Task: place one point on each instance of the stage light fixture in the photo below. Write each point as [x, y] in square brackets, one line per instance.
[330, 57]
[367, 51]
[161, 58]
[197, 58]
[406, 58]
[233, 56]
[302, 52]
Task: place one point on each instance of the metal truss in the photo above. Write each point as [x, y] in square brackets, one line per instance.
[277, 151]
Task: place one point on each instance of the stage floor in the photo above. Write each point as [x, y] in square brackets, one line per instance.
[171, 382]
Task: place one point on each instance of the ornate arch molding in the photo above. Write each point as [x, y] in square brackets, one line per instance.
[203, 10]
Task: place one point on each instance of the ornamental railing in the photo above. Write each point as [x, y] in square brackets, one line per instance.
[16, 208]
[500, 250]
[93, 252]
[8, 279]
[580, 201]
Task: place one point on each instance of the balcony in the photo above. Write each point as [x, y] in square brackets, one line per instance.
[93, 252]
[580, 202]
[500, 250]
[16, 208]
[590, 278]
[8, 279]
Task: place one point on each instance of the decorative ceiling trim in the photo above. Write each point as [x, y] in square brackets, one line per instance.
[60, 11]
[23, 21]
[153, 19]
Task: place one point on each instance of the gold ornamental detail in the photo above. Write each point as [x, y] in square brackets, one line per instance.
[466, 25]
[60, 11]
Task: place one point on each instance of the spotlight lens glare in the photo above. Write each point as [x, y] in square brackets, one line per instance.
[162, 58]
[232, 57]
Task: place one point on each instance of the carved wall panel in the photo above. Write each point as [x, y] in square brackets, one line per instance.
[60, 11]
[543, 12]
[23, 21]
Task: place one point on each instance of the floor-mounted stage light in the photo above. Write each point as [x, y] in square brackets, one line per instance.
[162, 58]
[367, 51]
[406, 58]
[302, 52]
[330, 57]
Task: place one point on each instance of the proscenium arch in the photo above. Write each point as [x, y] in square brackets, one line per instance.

YOUR INSTRUCTIONS: Write out the full set of records exactly as given.

FINISHED TASK:
Task: place one point on each instance of the stage light fixture in the photo below. Write each point as [x, y] in square brackets, one line per instance.
[330, 57]
[367, 51]
[161, 58]
[197, 58]
[406, 58]
[233, 56]
[302, 52]
Task: place one point on each instance of the metal truss in the photo above. Write each point as [x, y] in square brackets, one line per instance.
[277, 151]
Task: place one point on each instance of the stage floor in the photo above. Write each point as [x, y] in square brackets, one line per instance.
[171, 382]
Task: place one point on each instance of the ornate arch molding in the photo above. Write each point as [x, y] in square brackets, one line per instance.
[203, 10]
Task: place one point on each instance of the ornamental railing in the photo above. Write each point as [x, y] in square brackets, one line per instance.
[16, 208]
[500, 250]
[93, 252]
[8, 279]
[580, 201]
Task: place one point on each instance of the balcony in the photo above. Write each point as [x, y] in square brackets, one line per instance.
[93, 252]
[580, 202]
[500, 250]
[16, 208]
[590, 278]
[8, 279]
Task: place one point on each instance of the decorative ceiling trim in the photo above. Write each point as [x, y] in square brackets, one line per instance.
[60, 11]
[23, 21]
[153, 19]
Task: place one point on each instance of the gold ornamental detail in the photo above. Write each point as [x, y] in square brackets, one line per instance.
[466, 25]
[60, 11]
Task: place one point on each instance of the spotlight lens glare in the photo above. Write each point as [x, y] in square brackets, one line per instance.
[162, 58]
[232, 57]
Task: place one point on each instance of the carved wall panel in the photo above. Write each point as [x, y] in square brackets, one line per instance.
[60, 11]
[543, 12]
[23, 21]
Task: place one point on each instance of the floor-mounted stage light in the photo above. Write each point as [x, y] in square brackets, one line per instance.
[162, 58]
[367, 51]
[406, 58]
[302, 52]
[330, 57]
Task: place one point on each instance of the proscenium arch in the photo above. Write each point as [x, y] in square brackets, one line per instance.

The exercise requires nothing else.